| Data shown |
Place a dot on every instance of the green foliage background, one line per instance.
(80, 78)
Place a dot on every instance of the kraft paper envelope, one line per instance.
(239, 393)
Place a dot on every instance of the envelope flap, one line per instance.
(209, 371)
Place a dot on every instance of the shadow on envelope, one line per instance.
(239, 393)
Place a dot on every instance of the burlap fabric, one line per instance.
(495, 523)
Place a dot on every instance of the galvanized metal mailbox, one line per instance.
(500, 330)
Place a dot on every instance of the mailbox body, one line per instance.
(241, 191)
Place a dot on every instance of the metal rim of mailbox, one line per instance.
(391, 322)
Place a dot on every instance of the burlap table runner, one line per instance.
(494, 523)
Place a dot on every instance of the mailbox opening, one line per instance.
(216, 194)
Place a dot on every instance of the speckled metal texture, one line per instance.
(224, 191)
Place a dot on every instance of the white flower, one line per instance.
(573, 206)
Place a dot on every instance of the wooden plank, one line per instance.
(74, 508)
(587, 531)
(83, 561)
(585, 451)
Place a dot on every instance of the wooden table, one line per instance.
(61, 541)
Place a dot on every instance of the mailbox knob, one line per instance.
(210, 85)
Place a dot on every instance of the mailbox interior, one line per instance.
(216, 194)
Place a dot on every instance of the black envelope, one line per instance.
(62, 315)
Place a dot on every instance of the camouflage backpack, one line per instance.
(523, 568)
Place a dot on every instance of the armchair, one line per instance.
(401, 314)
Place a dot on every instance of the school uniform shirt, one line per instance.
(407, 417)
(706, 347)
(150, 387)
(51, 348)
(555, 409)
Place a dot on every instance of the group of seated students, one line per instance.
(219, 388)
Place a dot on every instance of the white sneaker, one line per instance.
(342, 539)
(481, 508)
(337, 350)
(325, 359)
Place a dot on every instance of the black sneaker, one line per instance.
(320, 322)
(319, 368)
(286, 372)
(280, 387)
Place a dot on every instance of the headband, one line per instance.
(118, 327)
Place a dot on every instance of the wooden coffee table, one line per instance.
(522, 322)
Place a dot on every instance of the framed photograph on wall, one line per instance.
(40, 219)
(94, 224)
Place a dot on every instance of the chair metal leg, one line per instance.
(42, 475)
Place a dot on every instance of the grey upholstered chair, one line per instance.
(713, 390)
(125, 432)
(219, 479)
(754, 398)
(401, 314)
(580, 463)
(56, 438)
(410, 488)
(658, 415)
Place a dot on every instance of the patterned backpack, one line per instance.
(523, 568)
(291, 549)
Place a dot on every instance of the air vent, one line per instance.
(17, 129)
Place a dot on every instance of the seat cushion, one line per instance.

| Exercise |
Set out every line of the records above as a Markdown table with two columns, Row and Entry, numbering each row and omitting blank lines.

| Written answer |
| Row | Entry |
|---|---|
| 1 | Place a dot on every instance of the green foliage background, one line per instance. |
| 2 | (80, 78) |
| 3 | Place a dot on every instance of the kraft paper envelope, one line per instance. |
| 4 | (239, 393) |
| 5 | Place a dot on every instance of the envelope flap, one line per instance. |
| 6 | (209, 371) |
| 7 | Place a dot on every instance of the shadow on envelope, one line per instance. |
| 8 | (239, 393) |
| 9 | Place a dot on every instance of the burlap fabric, one line per instance. |
| 10 | (495, 523) |
| 11 | Place a dot on every instance of the galvanized metal mailbox, one line per instance. |
| 12 | (500, 330) |
| 13 | Place a dot on every instance of the mailbox body, one line per instance. |
| 14 | (241, 191) |
| 15 | Place a dot on every instance of the metal rim of mailbox, one line per instance. |
| 16 | (391, 322) |
| 17 | Place a dot on every instance of the burlap table runner, one line per instance. |
| 18 | (494, 523) |
| 19 | Place a dot on every instance of the mailbox opening, one line per instance. |
| 20 | (216, 194) |
| 21 | Place a dot on every instance of the speckled metal texture, one line per instance. |
| 22 | (224, 191) |
| 23 | Place a dot on every instance of the white flower, one line per instance. |
| 24 | (573, 206) |
| 25 | Place a dot on every instance of the wooden plank, one line per instance. |
| 26 | (74, 508) |
| 27 | (587, 531) |
| 28 | (83, 561) |
| 29 | (585, 451) |
| 30 | Place a dot on every instance of the wooden table, one line per instance. |
| 31 | (61, 541) |
| 32 | Place a dot on every instance of the mailbox knob, one line per instance. |
| 33 | (210, 85) |
| 34 | Place a dot on every instance of the mailbox interior, one line per instance. |
| 35 | (216, 194) |
| 36 | Place a dot on every instance of the black envelope, one line per instance. |
| 37 | (62, 315) |
| 38 | Place a dot on every instance of the camouflage backpack, one line per instance. |
| 39 | (523, 568) |
| 40 | Place a dot on every instance of the armchair, one line per instance. |
| 41 | (401, 314) |
| 42 | Place a dot on every instance of the school uniform shirt, one line per instance. |
| 43 | (407, 417) |
| 44 | (706, 347) |
| 45 | (150, 387) |
| 46 | (51, 348) |
| 47 | (555, 409) |
| 48 | Place a dot on every instance of the group of seated students, one line per instance. |
| 49 | (219, 388) |
| 50 | Place a dot on every instance of the white sneaker, one line per instance. |
| 51 | (342, 539) |
| 52 | (481, 508) |
| 53 | (337, 350) |
| 54 | (325, 359) |
| 55 | Place a dot on every instance of the black sneaker, one line per instance. |
| 56 | (320, 322) |
| 57 | (319, 368) |
| 58 | (286, 372) |
| 59 | (280, 387) |
| 60 | Place a dot on every instance of the headband, one line per instance. |
| 61 | (118, 327) |
| 62 | Place a dot on every instance of the wooden coffee table, one line per instance. |
| 63 | (522, 322) |
| 64 | Place a dot on every instance of the framed photograph on wall, one line per instance. |
| 65 | (40, 219) |
| 66 | (94, 224) |
| 67 | Place a dot on every instance of the chair metal leg, one line per instance. |
| 68 | (42, 475) |
| 69 | Place a dot on every instance of the grey upholstered chair, one line per instance. |
| 70 | (713, 390) |
| 71 | (125, 432) |
| 72 | (219, 479) |
| 73 | (754, 398) |
| 74 | (401, 314) |
| 75 | (580, 463) |
| 76 | (56, 438) |
| 77 | (410, 488) |
| 78 | (658, 415) |
| 79 | Place a dot on every instance of the patterned backpack, one line per instance. |
| 80 | (523, 568) |
| 81 | (291, 549) |
| 82 | Place a dot on every instance of the air vent, one line per instance. |
| 83 | (17, 129) |
| 84 | Place a dot on every instance of the seat cushion, one line per instance. |